§ EXERCISE REQUIREMENTS
When you copy the material, keep each line exactly as it appears.
####
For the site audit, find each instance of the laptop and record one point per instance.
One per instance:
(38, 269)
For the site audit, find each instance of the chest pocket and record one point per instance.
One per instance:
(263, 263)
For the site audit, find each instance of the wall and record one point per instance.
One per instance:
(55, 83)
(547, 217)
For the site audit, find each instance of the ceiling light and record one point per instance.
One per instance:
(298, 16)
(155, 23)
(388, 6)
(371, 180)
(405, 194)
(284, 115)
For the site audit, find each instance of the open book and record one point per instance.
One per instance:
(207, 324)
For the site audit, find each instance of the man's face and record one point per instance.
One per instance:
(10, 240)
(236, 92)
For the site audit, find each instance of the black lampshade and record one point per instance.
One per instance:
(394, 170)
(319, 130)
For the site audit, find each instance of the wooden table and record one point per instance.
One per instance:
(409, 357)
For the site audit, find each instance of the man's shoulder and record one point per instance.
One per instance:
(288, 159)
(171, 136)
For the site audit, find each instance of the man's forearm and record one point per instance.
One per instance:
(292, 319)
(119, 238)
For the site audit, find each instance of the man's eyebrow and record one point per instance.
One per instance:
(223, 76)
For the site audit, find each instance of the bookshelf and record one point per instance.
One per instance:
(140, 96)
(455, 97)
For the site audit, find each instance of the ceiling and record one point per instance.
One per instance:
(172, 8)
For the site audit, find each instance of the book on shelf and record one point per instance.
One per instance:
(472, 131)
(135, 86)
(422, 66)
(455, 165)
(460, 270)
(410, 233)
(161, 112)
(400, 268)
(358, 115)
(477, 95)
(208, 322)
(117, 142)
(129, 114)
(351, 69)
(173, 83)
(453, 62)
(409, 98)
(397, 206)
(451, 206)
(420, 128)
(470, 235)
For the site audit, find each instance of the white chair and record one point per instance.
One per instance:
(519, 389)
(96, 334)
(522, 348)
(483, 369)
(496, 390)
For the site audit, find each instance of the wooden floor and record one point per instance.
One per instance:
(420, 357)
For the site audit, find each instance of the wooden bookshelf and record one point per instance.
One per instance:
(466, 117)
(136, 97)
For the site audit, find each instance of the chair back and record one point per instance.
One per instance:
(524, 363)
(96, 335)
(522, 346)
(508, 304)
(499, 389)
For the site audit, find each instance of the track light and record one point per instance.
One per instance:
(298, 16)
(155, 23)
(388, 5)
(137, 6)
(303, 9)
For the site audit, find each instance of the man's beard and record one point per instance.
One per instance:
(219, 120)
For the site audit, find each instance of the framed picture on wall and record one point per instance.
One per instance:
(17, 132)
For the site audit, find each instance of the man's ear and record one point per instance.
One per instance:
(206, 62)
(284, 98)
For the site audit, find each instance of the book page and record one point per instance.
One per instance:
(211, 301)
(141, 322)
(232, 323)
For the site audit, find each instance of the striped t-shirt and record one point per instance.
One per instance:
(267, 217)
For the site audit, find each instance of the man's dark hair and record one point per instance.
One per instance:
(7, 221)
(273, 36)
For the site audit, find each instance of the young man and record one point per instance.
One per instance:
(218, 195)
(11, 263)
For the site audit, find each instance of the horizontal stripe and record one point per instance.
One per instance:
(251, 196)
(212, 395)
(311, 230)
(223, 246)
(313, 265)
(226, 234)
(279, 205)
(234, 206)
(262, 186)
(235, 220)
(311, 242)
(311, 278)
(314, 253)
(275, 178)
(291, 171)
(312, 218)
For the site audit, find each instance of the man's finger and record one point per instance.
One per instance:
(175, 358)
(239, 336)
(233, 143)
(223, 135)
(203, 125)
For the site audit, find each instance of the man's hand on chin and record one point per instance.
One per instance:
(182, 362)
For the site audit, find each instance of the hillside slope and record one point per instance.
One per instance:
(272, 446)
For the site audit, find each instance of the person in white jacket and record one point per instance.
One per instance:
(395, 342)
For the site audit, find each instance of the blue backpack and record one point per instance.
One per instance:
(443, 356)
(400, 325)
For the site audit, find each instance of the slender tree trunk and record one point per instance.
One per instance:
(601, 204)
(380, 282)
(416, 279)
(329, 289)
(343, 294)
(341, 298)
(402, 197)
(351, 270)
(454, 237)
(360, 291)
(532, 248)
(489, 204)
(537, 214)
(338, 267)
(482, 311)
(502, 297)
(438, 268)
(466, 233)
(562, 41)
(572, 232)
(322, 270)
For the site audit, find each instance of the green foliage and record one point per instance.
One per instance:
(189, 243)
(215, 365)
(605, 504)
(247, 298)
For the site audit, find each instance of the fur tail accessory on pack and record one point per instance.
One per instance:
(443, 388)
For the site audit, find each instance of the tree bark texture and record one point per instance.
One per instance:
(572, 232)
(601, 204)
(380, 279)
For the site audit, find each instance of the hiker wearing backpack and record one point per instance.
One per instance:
####
§ OUTPUT BELOW
For the site audit, find each instance of the laptop and record one point per instance.
One per instance:
(38, 269)
For the site audit, find each instance of the chest pocket and record one point per instance.
One per instance:
(263, 263)
For the site audit, find each instance of the wall and record one point per instance.
One per instance:
(55, 83)
(547, 217)
For the site audit, find each instance of the ceiling light and record one point per instance.
One per instance:
(298, 16)
(155, 23)
(388, 6)
(371, 180)
(405, 194)
(284, 115)
For the site audit, find each instance of the open book and record one point per instance.
One per instance:
(207, 324)
For the site audit, find each instance of the man's face and record one point per instance.
One per instance:
(10, 240)
(236, 92)
For the site audit, find each instance of the black lampshade and record one point per instance.
One per instance:
(394, 170)
(319, 130)
For the site audit, find each instance of the wooden table and record one point per instance.
One per instance:
(409, 357)
For the site audit, find each instance of the man's shoulder and record one point per instance.
One per instance:
(288, 159)
(171, 136)
For the site audit, find each instance of the man's forearm and record one point per instance.
One per instance:
(292, 319)
(119, 238)
For the site audit, find each instance of the man's eyebrow and record one point per instance.
One per instance:
(223, 76)
For the site audit, find each instance of the bookshelf and record one point per instance.
One per instance:
(140, 96)
(455, 97)
For the site audit, find each instance of the ceiling and record one point per instance.
One per instance:
(172, 8)
For the site audit, find each instance of the book on shelf and record one point per instance.
One per instance:
(472, 131)
(135, 86)
(422, 66)
(455, 165)
(460, 270)
(410, 233)
(161, 112)
(400, 268)
(358, 115)
(477, 95)
(208, 322)
(117, 142)
(129, 114)
(351, 69)
(173, 83)
(453, 62)
(409, 98)
(397, 206)
(451, 206)
(420, 128)
(470, 235)
For the site audit, find each instance of the white chair and record one point per instance.
One per instance:
(519, 389)
(96, 334)
(522, 348)
(483, 369)
(496, 390)
For the site audit, find each instance of the wooden floor and record one point per instance.
One per instance:
(420, 357)
For the site audit, find each instance of the wooden bookshelf and record one point per instance.
One per instance:
(466, 117)
(136, 97)
For the site audit, find each instance of the chair back and record one point per instance.
One per instance:
(524, 363)
(96, 335)
(522, 346)
(508, 304)
(499, 389)
For the site audit, find each instance of the track light and record one point per instance.
One per instance:
(298, 16)
(155, 23)
(388, 5)
(137, 6)
(303, 9)
For the site audit, find each instance of the man's beard and record one point per instance.
One per instance:
(219, 120)
For the site audit, find each instance of the framed picture on wall and record one point per instance.
One per instance:
(17, 132)
For the site audit, find each instance of the man's ear and record one point per instance.
One per instance:
(206, 62)
(284, 98)
For the site audit, find each instance of the book page and record one point per instance.
One per instance:
(211, 301)
(141, 322)
(232, 323)
For the site audit, find each instance of the striped t-shirt and record one point per instance.
One per instance:
(267, 217)
For the site audit, find each instance of the man's dark hair and record one point per instance.
One per instance:
(7, 221)
(273, 36)
For the site audit, find each instance of the young man and record one point per instance.
One per instance:
(218, 195)
(11, 263)
For the site audit, find each instance of the horizontal stripe and record one point per instance.
One per instance:
(251, 196)
(212, 395)
(311, 230)
(223, 246)
(313, 265)
(226, 234)
(279, 205)
(234, 206)
(262, 186)
(235, 220)
(311, 242)
(311, 278)
(314, 253)
(275, 178)
(291, 171)
(312, 218)
For the site audit, find each instance of the man's finger and record one point per instance.
One per instance:
(175, 358)
(239, 336)
(233, 143)
(223, 135)
(203, 125)
For the site audit, find each instance of the man's hand on chin and record one point per instance.
One per instance:
(182, 362)
For the site audit, find each instance of the hillside slope and record one point per instance.
One per instance:
(272, 446)
For the site audit, find each instance of the person in white jacket and record one point per instance.
One per instance:
(395, 342)
For the site audit, find each instance of the blue backpack and record one point per instance.
One per instance:
(443, 356)
(400, 325)
For the site audit, find each instance of the slender tree trunk and record one point per instance.
One per instance:
(601, 204)
(380, 282)
(416, 279)
(329, 289)
(343, 294)
(341, 298)
(402, 197)
(351, 270)
(454, 237)
(360, 291)
(532, 248)
(489, 204)
(537, 214)
(338, 267)
(482, 311)
(502, 297)
(438, 268)
(466, 233)
(562, 41)
(572, 232)
(322, 270)
For the site audit, find each instance of the green foliage and record one point per instance.
One per instance:
(189, 243)
(215, 365)
(605, 504)
(247, 298)
For the site audit, find each instance of the fur tail accessory on pack and record one point per instance.
One per instance:
(443, 388)
For the site audit, find each instance of the tree bark texture and record one point per instance.
One per instance:
(572, 232)
(601, 204)
(380, 279)
For the site audit, find each instance of the hiker wearing backpack and record one point per instance.
One per instance:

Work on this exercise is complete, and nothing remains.